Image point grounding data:
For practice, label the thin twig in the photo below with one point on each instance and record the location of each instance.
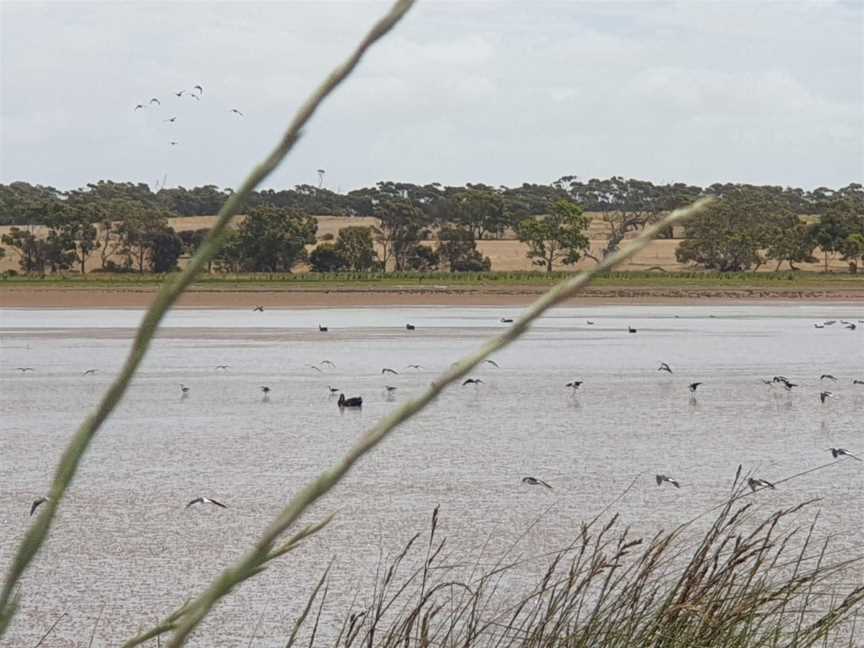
(168, 295)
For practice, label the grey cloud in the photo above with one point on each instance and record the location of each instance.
(494, 92)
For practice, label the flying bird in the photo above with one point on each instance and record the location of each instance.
(205, 500)
(37, 503)
(663, 478)
(356, 401)
(755, 484)
(533, 481)
(842, 452)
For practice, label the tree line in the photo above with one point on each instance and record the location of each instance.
(125, 225)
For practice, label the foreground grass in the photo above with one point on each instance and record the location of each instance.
(493, 281)
(748, 582)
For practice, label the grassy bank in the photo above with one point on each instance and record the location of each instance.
(751, 580)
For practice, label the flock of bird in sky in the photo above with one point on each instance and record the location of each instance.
(196, 93)
(356, 402)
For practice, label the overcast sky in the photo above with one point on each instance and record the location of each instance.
(494, 92)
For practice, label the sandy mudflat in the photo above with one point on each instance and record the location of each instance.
(139, 297)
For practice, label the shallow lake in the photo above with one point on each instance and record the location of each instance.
(125, 547)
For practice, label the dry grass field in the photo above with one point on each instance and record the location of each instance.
(507, 255)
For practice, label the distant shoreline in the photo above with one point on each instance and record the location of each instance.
(342, 296)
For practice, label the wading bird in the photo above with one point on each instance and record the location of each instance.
(205, 500)
(533, 481)
(842, 452)
(756, 484)
(355, 401)
(663, 478)
(37, 503)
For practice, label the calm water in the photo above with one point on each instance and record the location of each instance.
(124, 541)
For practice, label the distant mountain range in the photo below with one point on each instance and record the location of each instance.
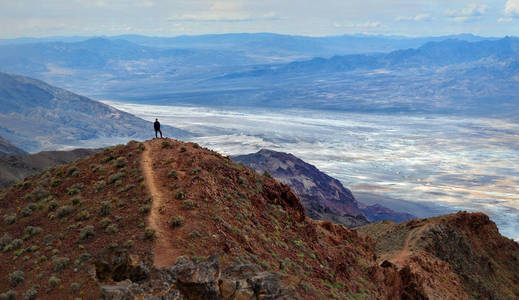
(6, 148)
(15, 168)
(453, 74)
(37, 116)
(324, 197)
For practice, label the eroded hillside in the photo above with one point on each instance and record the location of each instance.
(172, 220)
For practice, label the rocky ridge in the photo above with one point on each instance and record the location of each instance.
(324, 197)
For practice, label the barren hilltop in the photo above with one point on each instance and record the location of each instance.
(165, 219)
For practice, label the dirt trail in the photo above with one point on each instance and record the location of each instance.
(165, 254)
(404, 254)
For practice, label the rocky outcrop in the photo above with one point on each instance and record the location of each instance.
(188, 279)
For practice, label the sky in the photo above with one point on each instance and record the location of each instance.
(41, 18)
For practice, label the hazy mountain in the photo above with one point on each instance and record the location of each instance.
(15, 168)
(38, 117)
(324, 197)
(6, 148)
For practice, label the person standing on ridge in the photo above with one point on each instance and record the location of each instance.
(156, 125)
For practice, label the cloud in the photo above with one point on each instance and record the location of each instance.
(467, 14)
(224, 11)
(368, 24)
(512, 8)
(419, 17)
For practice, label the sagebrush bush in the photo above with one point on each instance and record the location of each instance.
(99, 186)
(149, 233)
(32, 293)
(10, 219)
(188, 205)
(86, 232)
(180, 196)
(76, 200)
(176, 221)
(16, 278)
(113, 178)
(64, 211)
(121, 162)
(112, 228)
(172, 174)
(54, 281)
(105, 208)
(56, 182)
(60, 263)
(39, 194)
(9, 295)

What to do:
Could you reproduce the data above exactly, without its pictures?

The answer:
For practice, label the thin twig in the photo below with one point on each instance and record the location of each instance.
(168, 295)
For practice, label the grey cloud in the photo above with one point on each instance and record the location of each instance.
(494, 92)
For practice, label the flying bird in the photo above with one point on each instance and record the location of each instance.
(205, 500)
(37, 503)
(663, 478)
(356, 401)
(755, 484)
(533, 481)
(842, 452)
For practice, label the tree line in the photo above with one point on each instance and record the location of each instance.
(125, 225)
For practice, label the foreground grass in the photo above with one point on each instance and record the location of each instance.
(493, 281)
(748, 582)
For practice, label the grassy bank in the photo above with one point on each instance and record the location of each instance.
(751, 580)
For practice, label the flock of bird in sky in the photo above with one point on each instance and record the location of each instance.
(196, 93)
(356, 402)
For practice, label the overcast sky in the photo above with one point on each instance and record the location of each instance.
(494, 92)
For practice, label the sandy mudflat in the photo above with one point on each instance and record the location of each instance.
(139, 297)
For practice, label the shallow lake in the photo above with one point on each instance and record the location of each instance.
(125, 547)
For practice, label the dry grass field in the photo above with one point on each instance and record the location of each instance.
(507, 255)
For practice, label the distant shoreline in the photo above with one point on each instance and record the location of each instance.
(342, 296)
For practice, label the wading bird in the photo above with one point on each instance and record the location of each instance.
(205, 500)
(533, 481)
(842, 452)
(756, 484)
(355, 401)
(663, 478)
(37, 503)
For practice, label the calm water in the photo above with one point on each instance and record the location of each instance.
(124, 541)
For practice, label the distant mountain range in the photo below with one point on each instance and record the location of each instance.
(6, 148)
(15, 168)
(453, 74)
(37, 116)
(324, 197)
For practice, label the eroded hillside in the photo above with one point on each instance and record the location of each instance.
(172, 220)
For practice, label the rocky ridge in the photo above with one point on each instance and record the location of each instance.
(324, 197)
For practice, label the barren hilltop in the photo above with one point on each instance and record the location of each instance.
(165, 219)
For practice, label the dirt trail in the photo above with one point on each instance and record the location of each instance.
(165, 254)
(404, 254)
For practice, label the rocky outcrop in the photo above with one point on each instance and record the location of each instance.
(188, 279)
For practice, label the sky in the photo above with one point on each instance and record the location of each instance.
(41, 18)
For practice, label the hazy mountain in the photo above with one point on each instance and record the location of each instance.
(15, 168)
(38, 117)
(324, 197)
(6, 148)
For practice, label the person standing on ridge in the photo above with one point on each instance and record the location of each instance.
(156, 125)
For practice, label the cloud in the photo above with one point on each instance and record the location of each instance.
(467, 14)
(224, 11)
(368, 24)
(512, 8)
(419, 17)
For practice, label the sagebrush bush in the photo above with one point on each instance and record the location of each instance.
(99, 186)
(149, 233)
(32, 293)
(10, 219)
(188, 205)
(86, 232)
(180, 196)
(76, 200)
(176, 221)
(16, 278)
(113, 178)
(64, 211)
(121, 162)
(112, 228)
(172, 174)
(54, 281)
(105, 208)
(56, 182)
(60, 263)
(39, 194)
(9, 295)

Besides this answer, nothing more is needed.